-- START EXTRACT --

| Matter of Testa |
| 2014 NY Slip Op 50683(U) [43 Misc 3d 1217(A)] |
| Decided on April 15, 2014 |
| Sur Ct, Nassau County |
| McCarty III, J. |
| Published by New York State Law Reporting Bureau pursuant to Judiciary Law § 431. |
| This opinion is uncorrected and will not be published in the printed Official Reports. |
In the Matter of
Probate Proceeding, Will of Armand J. Testa, a/k/a ARMAND D. TESTA Deceased.
|
In this contested probate proceeding, the petitioner, Rosa Bud Williams, the nominated successor executor, moves for an order pursuant to CPLR 3212 granting summary judgment admitting the proffered instrument dated November 19, 2010 to probate and dismissing the objections filed by Constance Testa, a first cousin.
The underlying facts regarding decedent, his demise, the proffered will, etc. are recited in this court's decision and order dated April 12, 2013 denying the then petitioner's motion for an order pursuant to SCPA 1410 granting dismissal of claimed untimely objections filed by Constance Testa and admitting the proffered instrument to probate. As set forth in the moving papers the original petitioner, a legatee and nominated executor under the will, Robert M. DePoto, Esq., died during the pendency of the motion above referenced and thereafter a second petition for probate was filed with the successor nominated executor as petitioner. Constance Testa again filed objections to the probate of the will alleging that: (1) it was not duly executed as required by law; (2) it was not freely or voluntarily made or executed by the decedent, but was procured by fraud or undue influence; and (3) decedent lacked testamentary capacity.
Petitioner submits a mountain of supporting exhibits including documents, affidavits and deposition transcripts in support of the motion. Objectant submits a 2-page affirmation of her counsel and a single exhibit - a copy of a letter from a physician Dr. Abrash [*2]dated July 16, 2009 which had previously been submitted in opposition to the motion on the original petition and is referenced in the court's decision.

-- END EXTRACT --

» **TO BE DONE**:
1. In the opinion, what is the date of the instrument offered for probate?
2. List each ground that Constance Testa alleges in her objections to the will, according to the opinion.
The lines that come after this point are not needed.

-- START LISTED ENTRIES --

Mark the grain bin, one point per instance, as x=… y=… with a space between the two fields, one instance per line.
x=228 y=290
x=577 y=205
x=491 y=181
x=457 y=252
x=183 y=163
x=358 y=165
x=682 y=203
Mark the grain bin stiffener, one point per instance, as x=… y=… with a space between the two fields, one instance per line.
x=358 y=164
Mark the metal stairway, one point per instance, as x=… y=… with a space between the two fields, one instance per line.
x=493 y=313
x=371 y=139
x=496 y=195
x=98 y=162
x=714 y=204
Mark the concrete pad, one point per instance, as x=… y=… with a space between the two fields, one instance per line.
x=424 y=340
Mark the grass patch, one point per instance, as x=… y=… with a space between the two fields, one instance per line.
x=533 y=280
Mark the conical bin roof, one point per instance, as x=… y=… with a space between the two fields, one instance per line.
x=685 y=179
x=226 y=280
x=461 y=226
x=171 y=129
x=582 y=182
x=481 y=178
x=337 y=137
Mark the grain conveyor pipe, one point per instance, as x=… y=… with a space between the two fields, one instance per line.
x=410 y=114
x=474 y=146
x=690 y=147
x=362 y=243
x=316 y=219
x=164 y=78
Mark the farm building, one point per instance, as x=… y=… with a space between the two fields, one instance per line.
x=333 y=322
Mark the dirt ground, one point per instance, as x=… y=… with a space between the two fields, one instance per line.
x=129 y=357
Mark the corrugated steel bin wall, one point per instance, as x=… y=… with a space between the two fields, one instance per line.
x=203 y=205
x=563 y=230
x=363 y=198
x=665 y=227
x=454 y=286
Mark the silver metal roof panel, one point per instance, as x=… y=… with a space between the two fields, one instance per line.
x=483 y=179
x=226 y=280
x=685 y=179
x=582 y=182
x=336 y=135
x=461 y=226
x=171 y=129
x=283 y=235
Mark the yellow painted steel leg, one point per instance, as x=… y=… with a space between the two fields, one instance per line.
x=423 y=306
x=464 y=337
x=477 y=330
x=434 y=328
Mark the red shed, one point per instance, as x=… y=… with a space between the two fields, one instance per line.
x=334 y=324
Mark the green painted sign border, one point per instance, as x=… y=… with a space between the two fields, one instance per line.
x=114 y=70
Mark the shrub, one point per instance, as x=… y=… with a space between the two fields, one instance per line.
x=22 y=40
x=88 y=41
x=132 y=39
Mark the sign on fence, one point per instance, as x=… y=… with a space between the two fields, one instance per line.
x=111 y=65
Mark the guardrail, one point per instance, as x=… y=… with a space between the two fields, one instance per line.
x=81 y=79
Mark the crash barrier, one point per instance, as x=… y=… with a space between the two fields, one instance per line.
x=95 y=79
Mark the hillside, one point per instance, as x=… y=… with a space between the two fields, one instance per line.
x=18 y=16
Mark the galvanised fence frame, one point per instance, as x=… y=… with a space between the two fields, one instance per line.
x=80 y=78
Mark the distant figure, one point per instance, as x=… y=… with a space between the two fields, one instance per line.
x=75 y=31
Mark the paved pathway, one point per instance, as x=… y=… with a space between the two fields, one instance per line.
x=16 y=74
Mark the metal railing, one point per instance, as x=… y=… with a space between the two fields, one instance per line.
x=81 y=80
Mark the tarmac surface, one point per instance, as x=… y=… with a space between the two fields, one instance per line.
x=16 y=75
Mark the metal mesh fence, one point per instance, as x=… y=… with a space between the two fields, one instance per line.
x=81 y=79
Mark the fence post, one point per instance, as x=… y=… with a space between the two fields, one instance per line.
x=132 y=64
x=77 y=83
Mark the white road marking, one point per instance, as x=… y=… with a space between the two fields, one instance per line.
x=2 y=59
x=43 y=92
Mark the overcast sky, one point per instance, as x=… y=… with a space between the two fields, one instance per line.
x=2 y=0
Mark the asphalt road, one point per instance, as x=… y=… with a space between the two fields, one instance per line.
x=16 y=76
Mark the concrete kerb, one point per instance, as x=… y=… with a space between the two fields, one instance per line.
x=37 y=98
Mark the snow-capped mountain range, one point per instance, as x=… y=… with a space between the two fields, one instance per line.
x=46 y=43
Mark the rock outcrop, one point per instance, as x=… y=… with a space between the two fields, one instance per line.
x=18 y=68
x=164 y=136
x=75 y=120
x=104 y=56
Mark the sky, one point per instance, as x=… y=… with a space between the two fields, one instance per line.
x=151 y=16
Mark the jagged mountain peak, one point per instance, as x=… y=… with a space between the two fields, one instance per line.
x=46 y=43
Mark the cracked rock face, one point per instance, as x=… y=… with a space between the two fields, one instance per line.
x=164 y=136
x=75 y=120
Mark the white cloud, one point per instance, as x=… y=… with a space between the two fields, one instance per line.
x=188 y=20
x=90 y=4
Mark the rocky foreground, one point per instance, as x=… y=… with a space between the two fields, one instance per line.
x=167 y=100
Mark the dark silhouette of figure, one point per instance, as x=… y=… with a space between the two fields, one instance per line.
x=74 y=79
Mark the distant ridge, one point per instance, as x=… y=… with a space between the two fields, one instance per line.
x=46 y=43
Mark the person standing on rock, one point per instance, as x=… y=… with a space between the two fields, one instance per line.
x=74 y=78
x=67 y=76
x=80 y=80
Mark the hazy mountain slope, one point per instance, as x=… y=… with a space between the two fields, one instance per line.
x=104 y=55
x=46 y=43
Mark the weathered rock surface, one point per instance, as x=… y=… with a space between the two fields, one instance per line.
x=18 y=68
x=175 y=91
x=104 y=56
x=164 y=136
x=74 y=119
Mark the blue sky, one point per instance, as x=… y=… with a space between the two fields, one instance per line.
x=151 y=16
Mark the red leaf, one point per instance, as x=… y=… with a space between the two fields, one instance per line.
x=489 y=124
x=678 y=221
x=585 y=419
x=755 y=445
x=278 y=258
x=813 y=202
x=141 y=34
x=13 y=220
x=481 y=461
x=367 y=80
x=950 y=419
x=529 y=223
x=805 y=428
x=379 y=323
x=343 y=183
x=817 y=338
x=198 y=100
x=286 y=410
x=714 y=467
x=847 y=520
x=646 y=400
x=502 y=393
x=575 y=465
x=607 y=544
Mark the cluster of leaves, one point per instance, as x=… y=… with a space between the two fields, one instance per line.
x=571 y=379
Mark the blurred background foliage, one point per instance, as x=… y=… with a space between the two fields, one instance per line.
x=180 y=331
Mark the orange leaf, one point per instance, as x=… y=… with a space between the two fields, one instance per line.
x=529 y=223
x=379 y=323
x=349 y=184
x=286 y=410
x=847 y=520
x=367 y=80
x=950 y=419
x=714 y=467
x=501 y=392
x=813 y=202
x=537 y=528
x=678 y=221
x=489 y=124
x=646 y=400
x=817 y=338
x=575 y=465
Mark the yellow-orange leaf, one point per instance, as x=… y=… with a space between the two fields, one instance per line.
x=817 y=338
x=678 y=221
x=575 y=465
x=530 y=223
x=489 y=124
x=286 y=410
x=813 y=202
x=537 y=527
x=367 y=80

-- END LISTED ENTRIES --

» **THE ANSWERS**:
1. November 19, 2010

2.
- The will was not duly executed as required by law.
- The will was not freely or voluntarily made or executed by the decedent, but was procured by fraud or undue influence.
- The decedent lacked testamentary capacity.